WHAT YOU HAVE TO DO: Extract each line of the listing that contains the word "black". Matching is case-sensitive.

[Start of TASK DATA]

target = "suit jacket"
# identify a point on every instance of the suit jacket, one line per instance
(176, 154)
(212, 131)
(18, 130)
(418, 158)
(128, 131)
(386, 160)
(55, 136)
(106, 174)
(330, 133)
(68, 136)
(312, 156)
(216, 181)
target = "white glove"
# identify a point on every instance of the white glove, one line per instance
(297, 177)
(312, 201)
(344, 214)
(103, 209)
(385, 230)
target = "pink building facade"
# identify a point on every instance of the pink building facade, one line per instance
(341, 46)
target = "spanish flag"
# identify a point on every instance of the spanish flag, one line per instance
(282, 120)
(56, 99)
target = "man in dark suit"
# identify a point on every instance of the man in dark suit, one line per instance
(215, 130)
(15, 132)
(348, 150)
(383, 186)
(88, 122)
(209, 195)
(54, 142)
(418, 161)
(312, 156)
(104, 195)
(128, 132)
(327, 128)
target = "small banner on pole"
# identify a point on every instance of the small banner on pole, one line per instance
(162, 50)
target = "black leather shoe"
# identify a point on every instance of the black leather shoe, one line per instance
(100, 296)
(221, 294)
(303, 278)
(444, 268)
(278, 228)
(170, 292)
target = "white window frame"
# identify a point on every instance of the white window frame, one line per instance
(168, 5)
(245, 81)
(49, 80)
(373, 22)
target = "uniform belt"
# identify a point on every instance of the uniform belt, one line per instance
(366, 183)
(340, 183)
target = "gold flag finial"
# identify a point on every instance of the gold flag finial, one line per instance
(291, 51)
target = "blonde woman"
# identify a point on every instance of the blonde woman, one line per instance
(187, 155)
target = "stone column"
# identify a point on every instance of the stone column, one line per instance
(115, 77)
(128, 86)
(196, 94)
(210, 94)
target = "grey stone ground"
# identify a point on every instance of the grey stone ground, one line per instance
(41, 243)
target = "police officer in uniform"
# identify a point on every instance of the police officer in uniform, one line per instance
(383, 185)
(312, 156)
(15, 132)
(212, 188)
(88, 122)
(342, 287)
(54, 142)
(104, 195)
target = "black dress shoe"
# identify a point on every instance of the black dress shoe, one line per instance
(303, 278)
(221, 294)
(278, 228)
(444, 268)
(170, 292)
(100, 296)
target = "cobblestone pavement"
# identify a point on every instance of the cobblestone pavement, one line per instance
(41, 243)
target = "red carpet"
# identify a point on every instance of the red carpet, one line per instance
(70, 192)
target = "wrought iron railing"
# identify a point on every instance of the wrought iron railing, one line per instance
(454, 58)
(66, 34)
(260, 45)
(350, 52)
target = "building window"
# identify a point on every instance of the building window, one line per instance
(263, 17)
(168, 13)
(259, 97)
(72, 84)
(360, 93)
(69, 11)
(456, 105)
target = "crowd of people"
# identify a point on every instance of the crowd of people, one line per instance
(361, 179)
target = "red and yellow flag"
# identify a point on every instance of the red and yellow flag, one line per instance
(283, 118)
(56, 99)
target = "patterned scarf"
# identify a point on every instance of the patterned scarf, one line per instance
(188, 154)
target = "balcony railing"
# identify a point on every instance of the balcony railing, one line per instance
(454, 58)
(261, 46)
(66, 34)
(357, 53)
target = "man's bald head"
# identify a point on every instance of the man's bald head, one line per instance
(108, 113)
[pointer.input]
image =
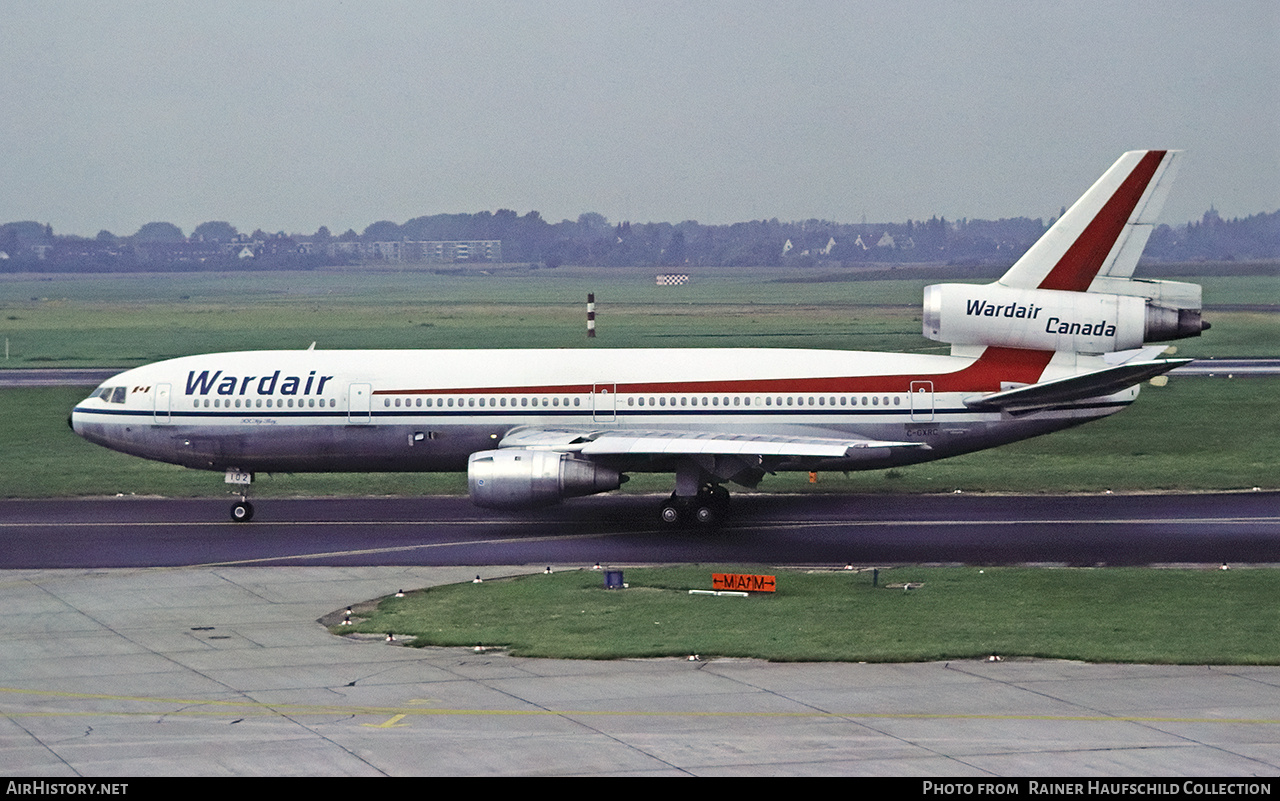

[End of TASK DATA]

CORRECT ANSWER:
target = "black leather shoe"
# identify a point on every instance of the black leather shoe, one line per instance
target = "black dress shoe"
# identify a point on every instance of the black dress shoe, one line per instance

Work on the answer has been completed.